▶ _Excerpts from a location annotation dataset_
——————————
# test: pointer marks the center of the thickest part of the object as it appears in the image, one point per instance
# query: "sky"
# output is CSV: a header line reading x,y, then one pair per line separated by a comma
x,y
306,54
——————————
▶ _The request_
Extract every line of the material that contains the string "test", copying each such line in full.

▶ _Finished answer_
# test: pointer marks the center of the thickest part of the object as it appears in the image, one point per instance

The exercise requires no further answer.